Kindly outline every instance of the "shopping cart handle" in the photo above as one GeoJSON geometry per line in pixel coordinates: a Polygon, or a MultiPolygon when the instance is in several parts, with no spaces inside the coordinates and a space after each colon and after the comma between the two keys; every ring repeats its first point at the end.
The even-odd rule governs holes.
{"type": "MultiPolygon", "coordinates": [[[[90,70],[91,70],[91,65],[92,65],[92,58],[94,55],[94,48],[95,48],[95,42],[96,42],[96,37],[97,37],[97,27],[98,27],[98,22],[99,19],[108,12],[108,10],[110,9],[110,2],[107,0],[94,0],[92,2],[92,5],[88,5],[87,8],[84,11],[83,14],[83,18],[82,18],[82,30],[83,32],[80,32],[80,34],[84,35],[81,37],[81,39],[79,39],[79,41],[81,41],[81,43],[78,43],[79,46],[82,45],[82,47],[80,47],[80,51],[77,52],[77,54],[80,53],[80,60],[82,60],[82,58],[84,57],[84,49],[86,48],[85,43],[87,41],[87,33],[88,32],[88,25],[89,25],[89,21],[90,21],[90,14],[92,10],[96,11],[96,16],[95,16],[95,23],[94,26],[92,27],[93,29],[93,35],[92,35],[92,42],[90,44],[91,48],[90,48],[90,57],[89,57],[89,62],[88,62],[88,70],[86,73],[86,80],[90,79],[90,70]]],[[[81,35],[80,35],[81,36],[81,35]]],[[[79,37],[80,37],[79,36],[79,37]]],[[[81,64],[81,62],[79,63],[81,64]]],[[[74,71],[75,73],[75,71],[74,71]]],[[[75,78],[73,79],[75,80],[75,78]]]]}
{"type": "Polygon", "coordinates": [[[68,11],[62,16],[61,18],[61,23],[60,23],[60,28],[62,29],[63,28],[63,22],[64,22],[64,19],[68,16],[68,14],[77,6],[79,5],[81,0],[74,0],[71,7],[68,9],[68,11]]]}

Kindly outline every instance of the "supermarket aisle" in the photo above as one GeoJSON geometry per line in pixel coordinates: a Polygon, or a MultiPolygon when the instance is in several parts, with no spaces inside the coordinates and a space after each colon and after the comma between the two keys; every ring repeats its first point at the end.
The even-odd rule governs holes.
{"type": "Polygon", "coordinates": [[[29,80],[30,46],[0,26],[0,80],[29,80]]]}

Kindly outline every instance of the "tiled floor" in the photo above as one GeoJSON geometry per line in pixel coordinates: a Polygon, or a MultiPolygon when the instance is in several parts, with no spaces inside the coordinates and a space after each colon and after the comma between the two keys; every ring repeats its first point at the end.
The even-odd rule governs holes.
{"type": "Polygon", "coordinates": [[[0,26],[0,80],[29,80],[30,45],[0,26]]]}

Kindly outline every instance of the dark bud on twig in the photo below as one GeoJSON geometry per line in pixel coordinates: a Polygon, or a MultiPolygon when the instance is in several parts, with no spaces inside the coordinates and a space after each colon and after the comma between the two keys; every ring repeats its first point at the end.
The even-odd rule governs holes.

### Task to carry out
Print every record exactly, so that each word matches what is written above.

### Task output
Kindly outline every instance of the "shopping cart handle" in the photo above as one GeoJSON geometry per line in pixel coordinates: a Polygon, or a MultiPolygon when the instance is in several parts, with no spaces inside the coordinates and a space after each colon and after the comma between the two keys; every ring repeats its first point at the end.
The even-odd rule governs holes.
{"type": "MultiPolygon", "coordinates": [[[[90,70],[91,70],[91,65],[92,65],[92,58],[94,55],[94,48],[95,48],[95,42],[96,42],[96,37],[97,37],[97,27],[98,27],[98,22],[99,19],[108,12],[108,10],[110,9],[110,2],[107,0],[94,0],[92,2],[92,5],[88,5],[87,8],[84,11],[83,14],[83,18],[82,18],[82,30],[83,32],[80,32],[80,34],[84,35],[81,37],[81,39],[79,39],[79,41],[81,41],[81,43],[78,43],[79,46],[82,45],[82,47],[80,47],[80,51],[77,52],[77,54],[80,53],[80,60],[82,60],[82,58],[84,57],[84,49],[86,48],[85,43],[87,41],[87,33],[88,32],[88,25],[89,25],[89,21],[90,21],[90,14],[92,10],[96,11],[96,16],[95,16],[95,23],[94,26],[92,27],[93,29],[93,35],[92,35],[92,42],[90,44],[91,48],[90,48],[90,57],[89,57],[89,62],[88,62],[88,70],[86,73],[86,80],[90,79],[90,70]]],[[[81,35],[80,35],[81,36],[81,35]]],[[[79,37],[80,37],[79,36],[79,37]]],[[[81,64],[81,62],[79,63],[81,64]]],[[[74,71],[75,73],[75,71],[74,71]]],[[[75,78],[73,79],[75,80],[75,78]]]]}
{"type": "Polygon", "coordinates": [[[68,11],[62,16],[61,18],[61,23],[60,23],[60,28],[62,29],[63,28],[63,22],[64,22],[64,19],[68,16],[68,14],[77,6],[79,5],[81,0],[74,0],[71,7],[68,9],[68,11]]]}

Kindly outline every instance of the "supermarket aisle" in the photo above as one GeoJSON geometry per line in pixel coordinates: a Polygon, or a MultiPolygon when the instance is in several parts, with no spaces inside the coordinates and a space after each colon and after the comma between the two keys; every ring repeats its first point at the end.
The even-odd rule governs holes.
{"type": "Polygon", "coordinates": [[[29,80],[30,46],[0,26],[0,80],[29,80]]]}

Kindly outline every instance of the "tiled floor" in the photo above as one GeoJSON geometry per line in pixel coordinates: a Polygon, or a MultiPolygon when the instance is in several parts, with no spaces inside the coordinates and a space after each colon and after the comma between the two keys; every ring repeats its first point at the end.
The even-odd rule governs holes.
{"type": "Polygon", "coordinates": [[[0,26],[0,80],[29,80],[30,45],[0,26]]]}

Kindly outline every instance of the dark bud on twig in the photo below as one GeoJSON geometry per line in pixel coordinates: a Polygon, or a MultiPolygon when the instance is in several parts, with no spaces inside the coordinates and a space after each colon and after the comma between the two keys; every ring repeats its first point at the end.
The even-odd rule governs holes.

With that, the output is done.